DIRECTIONS: Extract every line below, verbatim.

RECORDS FOR THIS TASK:
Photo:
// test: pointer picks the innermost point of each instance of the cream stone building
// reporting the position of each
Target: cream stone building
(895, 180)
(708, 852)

RESPONSE BOX:
Photo:
// test: pointer picks the innermost point of each instance of the cream stone building
// reporting the position of each
Target: cream stone building
(895, 180)
(708, 852)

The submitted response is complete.